- [AVAILABLE DATA]
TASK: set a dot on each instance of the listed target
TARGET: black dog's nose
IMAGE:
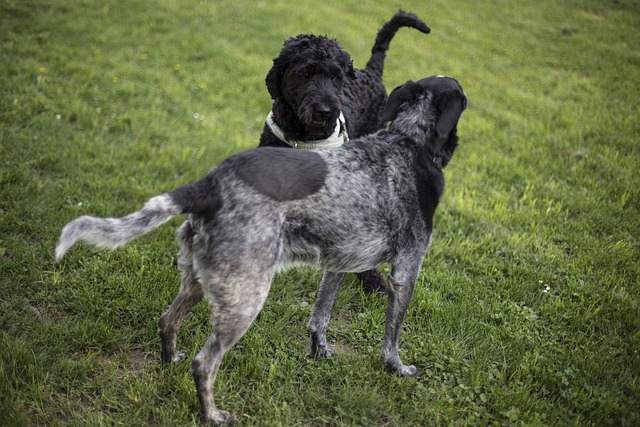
(322, 113)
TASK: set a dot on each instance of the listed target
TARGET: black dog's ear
(347, 65)
(451, 105)
(274, 76)
(397, 97)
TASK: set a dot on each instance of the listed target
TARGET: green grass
(527, 311)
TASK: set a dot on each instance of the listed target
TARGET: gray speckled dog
(262, 211)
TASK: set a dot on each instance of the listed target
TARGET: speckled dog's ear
(399, 97)
(451, 105)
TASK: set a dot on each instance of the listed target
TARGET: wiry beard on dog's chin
(417, 123)
(317, 129)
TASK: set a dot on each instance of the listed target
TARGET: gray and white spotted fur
(262, 211)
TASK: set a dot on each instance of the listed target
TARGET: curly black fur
(313, 80)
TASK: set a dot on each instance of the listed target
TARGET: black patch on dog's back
(282, 174)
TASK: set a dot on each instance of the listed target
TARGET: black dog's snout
(322, 113)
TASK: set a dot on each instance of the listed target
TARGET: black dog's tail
(111, 233)
(386, 33)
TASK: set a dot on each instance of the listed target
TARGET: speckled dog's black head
(435, 126)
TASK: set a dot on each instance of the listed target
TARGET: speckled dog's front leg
(400, 290)
(321, 314)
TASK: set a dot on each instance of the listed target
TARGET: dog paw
(218, 418)
(408, 371)
(322, 352)
(176, 357)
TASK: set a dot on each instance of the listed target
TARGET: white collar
(336, 139)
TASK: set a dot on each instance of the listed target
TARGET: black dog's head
(308, 75)
(428, 111)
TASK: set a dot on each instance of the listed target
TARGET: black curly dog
(319, 99)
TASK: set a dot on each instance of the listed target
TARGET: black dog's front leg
(321, 314)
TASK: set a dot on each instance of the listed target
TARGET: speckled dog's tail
(386, 33)
(111, 233)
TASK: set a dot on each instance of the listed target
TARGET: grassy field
(527, 311)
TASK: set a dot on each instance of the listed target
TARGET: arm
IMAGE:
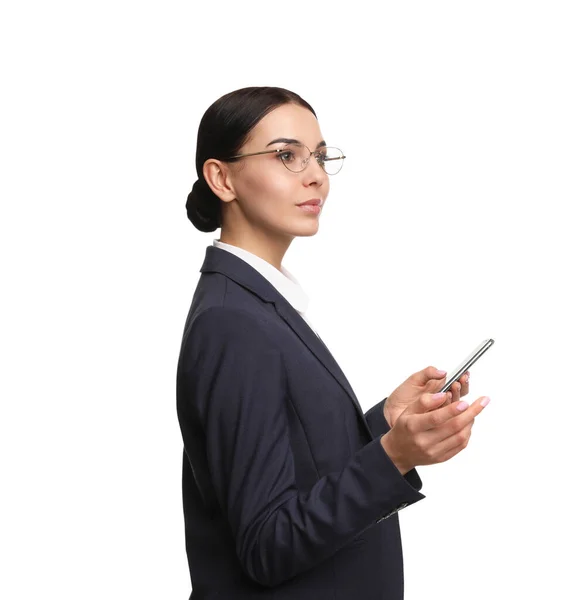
(236, 381)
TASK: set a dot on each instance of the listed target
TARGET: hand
(429, 380)
(427, 433)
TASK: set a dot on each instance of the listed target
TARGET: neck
(263, 244)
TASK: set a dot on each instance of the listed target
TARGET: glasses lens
(295, 158)
(331, 159)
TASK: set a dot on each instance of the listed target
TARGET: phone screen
(464, 366)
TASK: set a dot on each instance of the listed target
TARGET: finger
(464, 381)
(426, 402)
(456, 391)
(428, 374)
(452, 445)
(434, 419)
(458, 422)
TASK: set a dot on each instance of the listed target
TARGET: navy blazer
(287, 490)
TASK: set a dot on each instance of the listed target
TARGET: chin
(308, 231)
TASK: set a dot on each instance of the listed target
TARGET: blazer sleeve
(235, 378)
(379, 426)
(377, 422)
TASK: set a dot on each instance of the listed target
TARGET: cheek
(266, 192)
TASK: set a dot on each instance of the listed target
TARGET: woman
(289, 489)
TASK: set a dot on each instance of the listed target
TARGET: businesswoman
(290, 490)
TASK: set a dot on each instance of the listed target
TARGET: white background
(450, 223)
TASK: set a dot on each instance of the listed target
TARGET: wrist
(387, 413)
(395, 457)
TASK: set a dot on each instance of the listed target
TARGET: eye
(286, 155)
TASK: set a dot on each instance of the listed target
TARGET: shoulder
(237, 327)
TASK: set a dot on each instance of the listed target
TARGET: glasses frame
(306, 163)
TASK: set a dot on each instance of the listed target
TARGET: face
(263, 193)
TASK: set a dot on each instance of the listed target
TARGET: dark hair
(223, 130)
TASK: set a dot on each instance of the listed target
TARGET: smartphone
(455, 375)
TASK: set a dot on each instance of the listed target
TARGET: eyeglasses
(295, 157)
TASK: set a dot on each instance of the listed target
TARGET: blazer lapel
(244, 274)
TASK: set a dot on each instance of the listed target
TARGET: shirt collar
(284, 282)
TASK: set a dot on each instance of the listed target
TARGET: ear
(218, 177)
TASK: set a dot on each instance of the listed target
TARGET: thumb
(427, 402)
(422, 377)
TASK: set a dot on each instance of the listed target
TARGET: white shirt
(284, 282)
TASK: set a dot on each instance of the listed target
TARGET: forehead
(289, 121)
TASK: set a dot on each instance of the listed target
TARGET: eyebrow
(290, 141)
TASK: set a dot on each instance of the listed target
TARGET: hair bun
(203, 207)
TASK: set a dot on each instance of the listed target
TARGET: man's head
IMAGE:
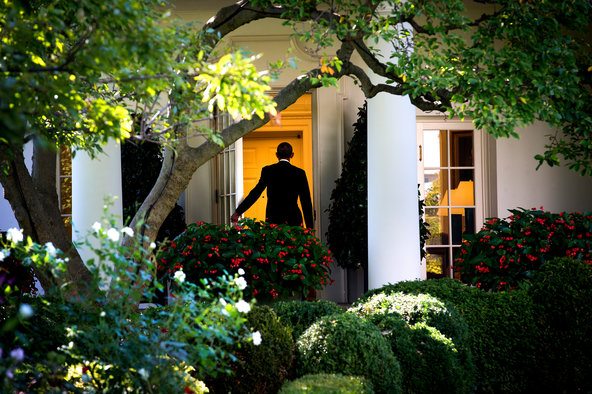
(284, 151)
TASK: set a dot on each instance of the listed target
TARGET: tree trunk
(35, 203)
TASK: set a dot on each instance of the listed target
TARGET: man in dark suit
(285, 183)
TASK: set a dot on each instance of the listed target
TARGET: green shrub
(140, 166)
(299, 315)
(99, 343)
(259, 368)
(278, 260)
(347, 344)
(328, 384)
(347, 233)
(563, 295)
(423, 333)
(503, 335)
(507, 252)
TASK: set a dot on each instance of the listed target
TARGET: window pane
(66, 195)
(437, 263)
(461, 149)
(437, 218)
(434, 142)
(464, 192)
(435, 182)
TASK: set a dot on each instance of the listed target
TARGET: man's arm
(306, 202)
(251, 197)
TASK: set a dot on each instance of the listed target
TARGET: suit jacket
(285, 183)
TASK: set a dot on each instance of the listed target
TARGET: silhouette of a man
(285, 183)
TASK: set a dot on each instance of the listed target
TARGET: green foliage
(140, 166)
(87, 79)
(508, 252)
(502, 66)
(99, 343)
(299, 315)
(259, 368)
(347, 234)
(345, 343)
(563, 295)
(278, 260)
(423, 333)
(327, 384)
(504, 337)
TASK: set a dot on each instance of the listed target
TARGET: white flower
(256, 338)
(143, 373)
(241, 282)
(113, 234)
(96, 227)
(128, 231)
(51, 250)
(25, 311)
(243, 306)
(180, 276)
(14, 235)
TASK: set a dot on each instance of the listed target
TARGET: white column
(93, 180)
(393, 214)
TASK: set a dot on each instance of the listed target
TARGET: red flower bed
(507, 252)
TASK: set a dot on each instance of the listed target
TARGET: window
(450, 186)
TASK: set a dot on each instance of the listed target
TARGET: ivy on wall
(140, 166)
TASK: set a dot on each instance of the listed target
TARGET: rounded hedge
(503, 334)
(347, 344)
(429, 338)
(328, 384)
(562, 294)
(299, 315)
(259, 368)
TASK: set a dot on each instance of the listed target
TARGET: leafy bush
(423, 333)
(259, 368)
(507, 252)
(279, 261)
(347, 234)
(299, 315)
(563, 295)
(345, 343)
(15, 277)
(140, 167)
(100, 343)
(327, 384)
(504, 337)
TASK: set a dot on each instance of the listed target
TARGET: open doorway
(293, 125)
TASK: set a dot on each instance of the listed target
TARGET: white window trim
(485, 180)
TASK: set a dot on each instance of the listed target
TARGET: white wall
(519, 184)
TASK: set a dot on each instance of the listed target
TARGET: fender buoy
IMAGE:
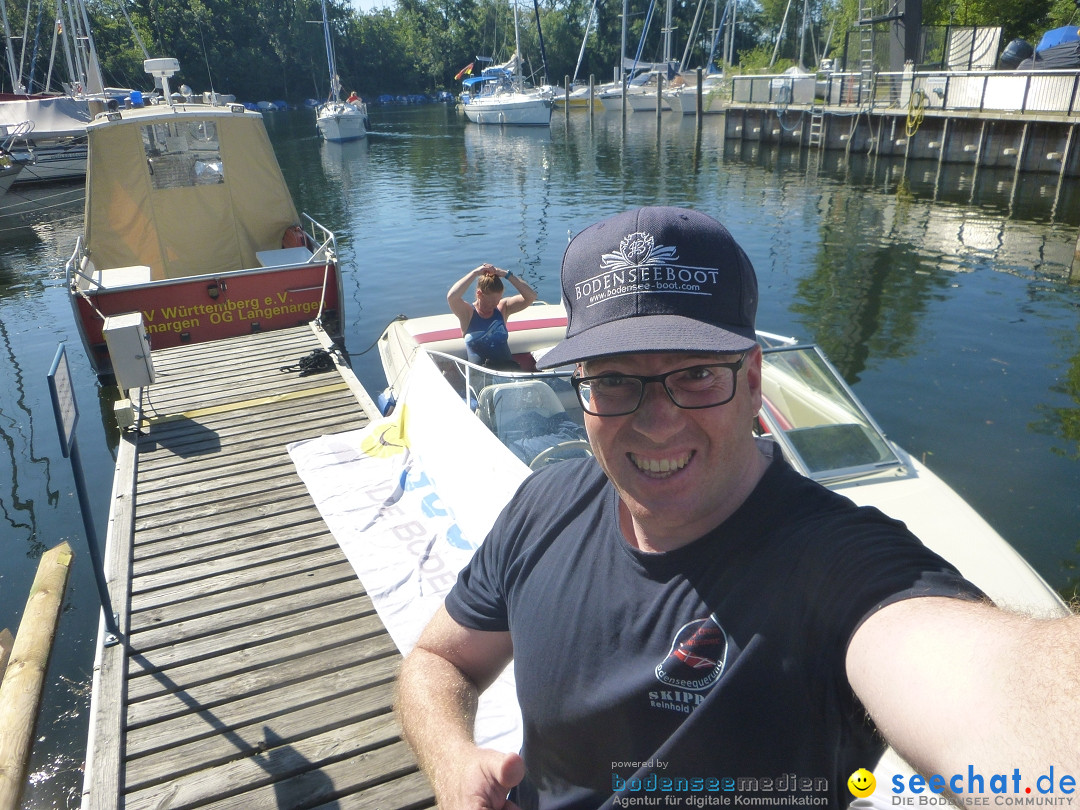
(294, 238)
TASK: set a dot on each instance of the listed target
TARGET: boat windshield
(809, 409)
(183, 152)
(536, 415)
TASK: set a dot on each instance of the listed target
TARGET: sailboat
(46, 131)
(336, 120)
(502, 97)
(640, 78)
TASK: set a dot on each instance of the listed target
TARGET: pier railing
(975, 91)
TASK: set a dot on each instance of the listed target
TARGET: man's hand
(484, 784)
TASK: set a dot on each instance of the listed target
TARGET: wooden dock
(253, 671)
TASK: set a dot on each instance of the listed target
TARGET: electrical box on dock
(129, 350)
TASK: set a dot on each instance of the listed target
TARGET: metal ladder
(817, 125)
(865, 52)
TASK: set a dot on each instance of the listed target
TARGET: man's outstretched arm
(953, 684)
(437, 691)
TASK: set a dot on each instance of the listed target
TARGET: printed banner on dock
(402, 499)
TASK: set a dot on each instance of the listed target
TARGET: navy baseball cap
(656, 280)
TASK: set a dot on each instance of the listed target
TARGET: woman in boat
(484, 321)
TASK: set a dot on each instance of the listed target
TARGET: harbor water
(944, 296)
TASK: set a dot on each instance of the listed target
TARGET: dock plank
(254, 671)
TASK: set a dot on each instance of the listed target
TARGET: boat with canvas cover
(189, 225)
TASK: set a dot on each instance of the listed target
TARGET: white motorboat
(822, 428)
(338, 121)
(191, 230)
(460, 439)
(10, 170)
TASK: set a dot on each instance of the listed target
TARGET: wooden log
(25, 676)
(5, 644)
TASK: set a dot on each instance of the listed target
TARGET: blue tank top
(486, 339)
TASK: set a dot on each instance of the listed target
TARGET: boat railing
(73, 269)
(1055, 92)
(326, 253)
(469, 378)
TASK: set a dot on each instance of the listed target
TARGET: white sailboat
(336, 120)
(502, 97)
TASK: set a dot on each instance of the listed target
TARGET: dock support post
(700, 108)
(941, 157)
(1066, 154)
(25, 676)
(1020, 164)
(1075, 270)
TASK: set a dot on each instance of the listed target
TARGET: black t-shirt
(714, 670)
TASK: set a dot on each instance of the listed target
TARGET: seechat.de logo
(862, 783)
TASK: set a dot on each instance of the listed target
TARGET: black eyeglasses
(691, 388)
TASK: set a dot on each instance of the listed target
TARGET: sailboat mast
(584, 39)
(16, 88)
(667, 35)
(517, 48)
(329, 56)
(622, 51)
(543, 52)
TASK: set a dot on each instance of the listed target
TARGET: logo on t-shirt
(697, 658)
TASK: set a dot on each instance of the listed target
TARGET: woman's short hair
(489, 283)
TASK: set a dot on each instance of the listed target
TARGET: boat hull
(531, 111)
(340, 122)
(202, 308)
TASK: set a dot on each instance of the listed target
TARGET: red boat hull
(204, 308)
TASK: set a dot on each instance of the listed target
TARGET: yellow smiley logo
(862, 783)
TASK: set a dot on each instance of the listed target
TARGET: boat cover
(1058, 37)
(235, 203)
(1065, 56)
(52, 117)
(408, 509)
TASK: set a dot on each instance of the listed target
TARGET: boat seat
(284, 257)
(115, 278)
(527, 417)
(505, 404)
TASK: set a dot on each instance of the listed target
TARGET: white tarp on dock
(409, 504)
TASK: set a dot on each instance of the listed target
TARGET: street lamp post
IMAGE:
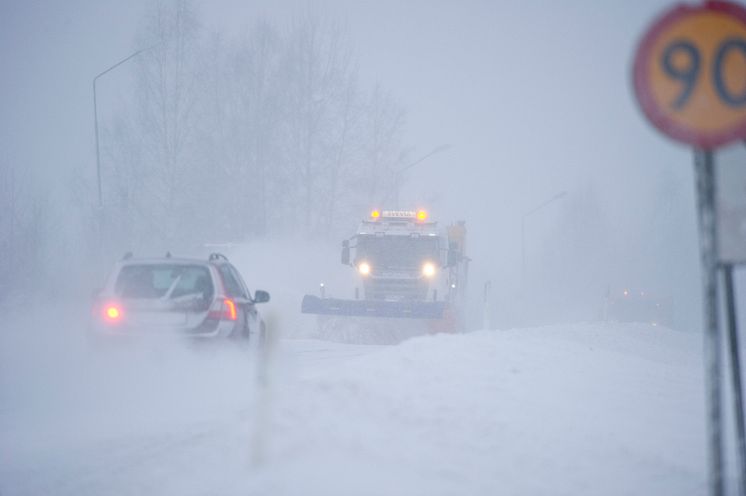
(559, 195)
(400, 172)
(95, 121)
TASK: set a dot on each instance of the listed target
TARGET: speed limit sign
(690, 73)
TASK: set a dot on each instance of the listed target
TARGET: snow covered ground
(576, 409)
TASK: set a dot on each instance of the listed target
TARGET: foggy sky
(533, 97)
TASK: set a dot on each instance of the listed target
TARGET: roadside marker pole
(735, 367)
(704, 169)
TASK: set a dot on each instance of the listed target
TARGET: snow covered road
(584, 409)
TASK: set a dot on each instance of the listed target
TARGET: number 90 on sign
(690, 74)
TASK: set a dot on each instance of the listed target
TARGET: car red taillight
(223, 309)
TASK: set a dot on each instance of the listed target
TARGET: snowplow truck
(407, 267)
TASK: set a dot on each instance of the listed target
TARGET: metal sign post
(688, 79)
(735, 367)
(703, 164)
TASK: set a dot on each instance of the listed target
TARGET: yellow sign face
(690, 74)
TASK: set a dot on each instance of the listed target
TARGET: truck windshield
(397, 251)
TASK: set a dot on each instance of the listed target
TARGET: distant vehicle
(637, 306)
(408, 268)
(199, 299)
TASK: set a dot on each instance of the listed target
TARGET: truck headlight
(364, 268)
(428, 269)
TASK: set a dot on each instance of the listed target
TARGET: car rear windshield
(168, 281)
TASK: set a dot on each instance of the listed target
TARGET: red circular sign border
(640, 78)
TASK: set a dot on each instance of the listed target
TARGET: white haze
(533, 99)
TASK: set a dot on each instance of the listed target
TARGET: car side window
(232, 286)
(240, 280)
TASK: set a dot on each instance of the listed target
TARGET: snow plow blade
(365, 308)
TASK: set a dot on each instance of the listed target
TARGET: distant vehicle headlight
(364, 268)
(428, 269)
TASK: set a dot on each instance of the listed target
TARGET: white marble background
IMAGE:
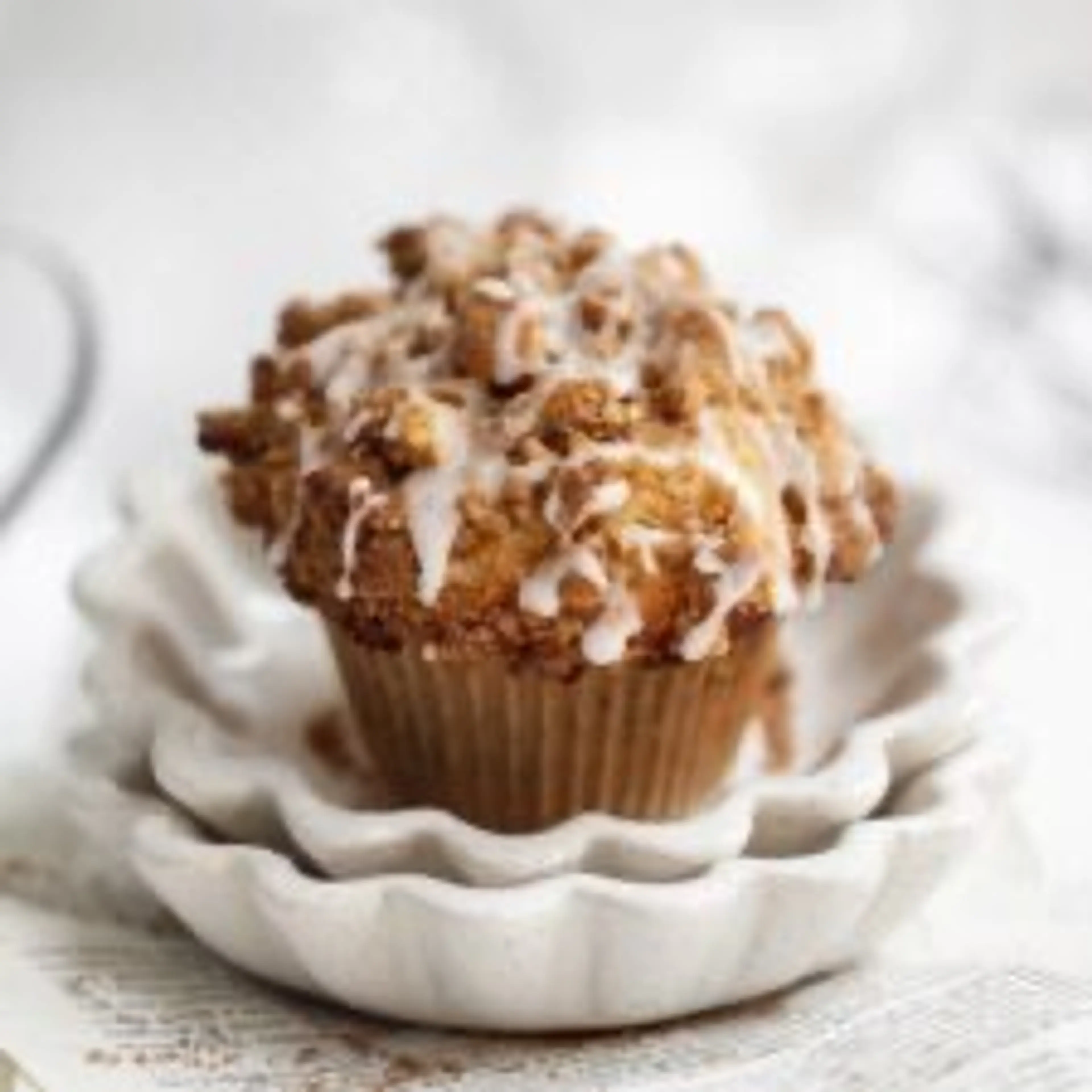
(915, 179)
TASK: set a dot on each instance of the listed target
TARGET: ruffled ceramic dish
(233, 683)
(574, 952)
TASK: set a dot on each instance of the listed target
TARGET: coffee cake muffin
(552, 500)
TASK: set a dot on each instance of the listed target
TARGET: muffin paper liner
(518, 752)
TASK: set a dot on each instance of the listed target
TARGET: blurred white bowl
(205, 655)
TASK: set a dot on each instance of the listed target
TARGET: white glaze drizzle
(347, 362)
(646, 541)
(432, 499)
(363, 499)
(541, 592)
(605, 640)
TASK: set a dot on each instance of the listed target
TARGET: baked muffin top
(535, 445)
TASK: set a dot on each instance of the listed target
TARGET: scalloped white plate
(574, 952)
(201, 652)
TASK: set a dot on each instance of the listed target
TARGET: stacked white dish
(217, 700)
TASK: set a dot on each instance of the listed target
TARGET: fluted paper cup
(516, 751)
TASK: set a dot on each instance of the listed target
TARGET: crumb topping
(538, 445)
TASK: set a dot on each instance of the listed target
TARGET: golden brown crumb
(529, 422)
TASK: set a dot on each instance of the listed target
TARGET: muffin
(552, 500)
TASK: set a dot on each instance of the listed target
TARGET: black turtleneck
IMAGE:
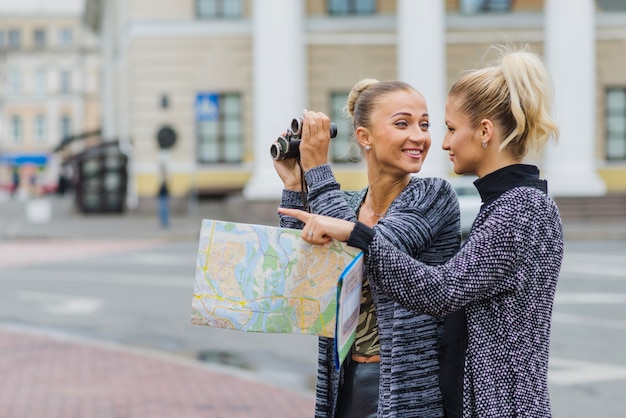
(494, 184)
(454, 339)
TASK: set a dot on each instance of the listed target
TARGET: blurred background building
(199, 89)
(49, 89)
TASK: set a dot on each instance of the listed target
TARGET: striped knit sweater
(505, 275)
(422, 222)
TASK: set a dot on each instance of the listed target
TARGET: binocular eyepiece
(288, 146)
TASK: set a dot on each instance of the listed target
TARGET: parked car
(469, 201)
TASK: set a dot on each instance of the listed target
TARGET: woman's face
(462, 140)
(399, 137)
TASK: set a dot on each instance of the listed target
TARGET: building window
(485, 6)
(611, 5)
(39, 38)
(220, 139)
(15, 81)
(65, 82)
(41, 81)
(616, 124)
(16, 129)
(215, 9)
(65, 37)
(40, 129)
(343, 148)
(66, 127)
(14, 39)
(351, 7)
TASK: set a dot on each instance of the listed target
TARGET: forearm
(292, 200)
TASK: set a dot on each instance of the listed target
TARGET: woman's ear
(362, 136)
(486, 131)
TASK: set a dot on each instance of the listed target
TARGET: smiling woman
(419, 215)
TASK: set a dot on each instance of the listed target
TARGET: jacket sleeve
(428, 211)
(291, 200)
(325, 196)
(485, 266)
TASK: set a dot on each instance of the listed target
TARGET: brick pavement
(48, 377)
(42, 376)
(52, 376)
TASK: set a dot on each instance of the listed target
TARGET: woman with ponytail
(497, 292)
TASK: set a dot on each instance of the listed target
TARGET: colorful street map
(260, 278)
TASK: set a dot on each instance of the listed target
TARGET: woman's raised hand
(315, 140)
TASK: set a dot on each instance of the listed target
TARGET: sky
(48, 6)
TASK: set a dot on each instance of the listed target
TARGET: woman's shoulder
(435, 188)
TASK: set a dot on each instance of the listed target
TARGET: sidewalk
(55, 376)
(44, 376)
(50, 376)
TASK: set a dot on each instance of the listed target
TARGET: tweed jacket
(422, 222)
(505, 275)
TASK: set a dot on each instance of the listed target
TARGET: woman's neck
(382, 192)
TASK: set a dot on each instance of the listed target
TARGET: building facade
(221, 79)
(49, 88)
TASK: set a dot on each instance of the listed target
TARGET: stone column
(279, 85)
(421, 49)
(570, 57)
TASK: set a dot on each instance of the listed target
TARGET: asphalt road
(138, 293)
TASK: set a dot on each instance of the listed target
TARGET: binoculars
(288, 146)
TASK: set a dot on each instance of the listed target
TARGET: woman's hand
(315, 140)
(290, 173)
(319, 229)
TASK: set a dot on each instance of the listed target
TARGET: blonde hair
(515, 93)
(366, 95)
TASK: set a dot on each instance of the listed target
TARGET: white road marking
(588, 321)
(594, 270)
(571, 372)
(90, 278)
(590, 298)
(61, 304)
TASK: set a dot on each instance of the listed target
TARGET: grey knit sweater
(423, 223)
(505, 275)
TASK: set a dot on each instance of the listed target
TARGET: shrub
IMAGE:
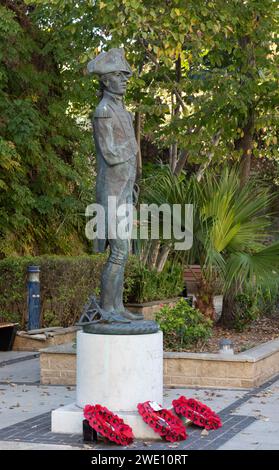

- [PROBLEM] Show every line of the records above that contains the word "flower".

- [PROBLEM SOLUTION]
TARGET: white flower
TARGET: red flower bed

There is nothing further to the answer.